*WHAT THE TASK ASKS*:
Please continue the passage about likeability and staying small, starting after its last sentence.
··· SOURCE TEXT
The most damaging experience, due to its far-reaching consequences, was not knowing myself. Feeling divorced from my desires and emotions. Shut down to my rage and anger, distress and disappointment at not being deemed enough, just as I am. Needing to show up as attractive, happy, and cooperative, so that I might be welcomed.
An emotional tsunami of ‘no more!’ was constantly threatening to make its way to the shores of my consciousness.
The energy it took to keep that at bay was immense.
The problem with likeability is it’s so easy to fall into the ‘unlikeable’ category when you’re not doing anything particularly problematic. When all you’re doing is defending your right to exist, to take up space, to have an opinion.
This causes us to shut down. To choose to stay small. To hide from controversy.
Because speaking up to the system looks like pushing against it.
When you’re not centred within a system, any form of existence - other than subservience - is a challenge to the status quo. Your voice and presence are blocked. Often, you choose to block yourself, just to survive.

Unsurprisingly, in those years of playing the likeability game, a constant state of anxiety hovered just beneath the surface of every interaction. I was mentally exhausted from trying to figure out who I needed to be in each circumstance so that I might fit in. My attunement to ‘them’ (those invested in maintaining the status quo) was finely honed. Their needs and wants were always paramount.
······
··· RECORDED DATA
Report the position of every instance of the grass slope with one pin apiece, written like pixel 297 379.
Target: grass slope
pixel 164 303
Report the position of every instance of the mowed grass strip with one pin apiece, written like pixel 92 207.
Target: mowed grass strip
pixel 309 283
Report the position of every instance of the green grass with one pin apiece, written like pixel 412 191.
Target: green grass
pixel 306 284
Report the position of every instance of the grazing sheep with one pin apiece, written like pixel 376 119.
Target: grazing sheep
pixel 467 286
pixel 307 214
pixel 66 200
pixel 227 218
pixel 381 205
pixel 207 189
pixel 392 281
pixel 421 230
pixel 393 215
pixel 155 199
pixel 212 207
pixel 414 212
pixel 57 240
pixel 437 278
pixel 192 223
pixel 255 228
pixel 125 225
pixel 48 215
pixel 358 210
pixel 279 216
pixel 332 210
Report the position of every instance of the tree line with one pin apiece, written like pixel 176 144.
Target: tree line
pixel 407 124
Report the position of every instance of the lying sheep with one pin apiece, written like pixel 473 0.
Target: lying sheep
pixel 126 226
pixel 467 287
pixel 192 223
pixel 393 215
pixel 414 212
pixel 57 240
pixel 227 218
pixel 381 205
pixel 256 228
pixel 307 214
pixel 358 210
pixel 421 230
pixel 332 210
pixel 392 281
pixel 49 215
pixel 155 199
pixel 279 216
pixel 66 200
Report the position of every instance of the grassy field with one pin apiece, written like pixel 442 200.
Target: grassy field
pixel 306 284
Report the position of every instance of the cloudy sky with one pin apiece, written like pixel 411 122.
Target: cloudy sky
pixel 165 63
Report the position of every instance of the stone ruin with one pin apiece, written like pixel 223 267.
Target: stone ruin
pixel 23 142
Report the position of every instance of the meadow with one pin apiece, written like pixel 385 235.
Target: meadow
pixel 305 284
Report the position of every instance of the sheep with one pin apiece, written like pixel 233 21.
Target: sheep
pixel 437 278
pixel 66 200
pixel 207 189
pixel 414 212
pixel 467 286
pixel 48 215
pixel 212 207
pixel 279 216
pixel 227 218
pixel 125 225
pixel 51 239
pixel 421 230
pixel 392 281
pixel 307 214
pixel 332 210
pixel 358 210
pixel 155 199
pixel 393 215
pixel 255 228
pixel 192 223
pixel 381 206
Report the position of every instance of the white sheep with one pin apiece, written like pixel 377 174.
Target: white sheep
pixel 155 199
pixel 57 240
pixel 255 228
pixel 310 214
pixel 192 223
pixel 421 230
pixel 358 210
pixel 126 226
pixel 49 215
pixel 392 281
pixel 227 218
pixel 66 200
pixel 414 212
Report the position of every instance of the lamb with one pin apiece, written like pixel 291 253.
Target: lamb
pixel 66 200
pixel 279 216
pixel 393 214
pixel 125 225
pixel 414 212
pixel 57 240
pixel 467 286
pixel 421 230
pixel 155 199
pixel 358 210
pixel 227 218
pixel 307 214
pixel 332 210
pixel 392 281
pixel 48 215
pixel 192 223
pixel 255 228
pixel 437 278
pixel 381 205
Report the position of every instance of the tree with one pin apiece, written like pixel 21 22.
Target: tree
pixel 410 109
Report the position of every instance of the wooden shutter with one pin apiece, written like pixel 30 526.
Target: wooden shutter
······
*ANSWER BOX*:
Attuning yourself to the other to such an extent sets your nervous system on high alert. There’s no opportunity for rest.
True rest comes from relaxing into self. When the self is denied, rest is not possible.
The toll this took on my body was immense. There are only so many years you can live in suppression of self before the body stops you.
Years of chronic fatigue, lying in bed, staring at white walls ensued. Years of disconnection from society to learn how to connect with self and rest in her.
This is the likeability toll.
It’s the deeper problem that underlies the likeability dilemma. It’s women the world over whose nervous systems are dysregulated, who are suffering from autoimmune diseases, who are exhausted and ready to collapse.
It’s not just that people don’t like us or don’t want to work for us when we occupy positions of power. It’s that our bodies cannot thrive in this environment. In truth, they can barely survive.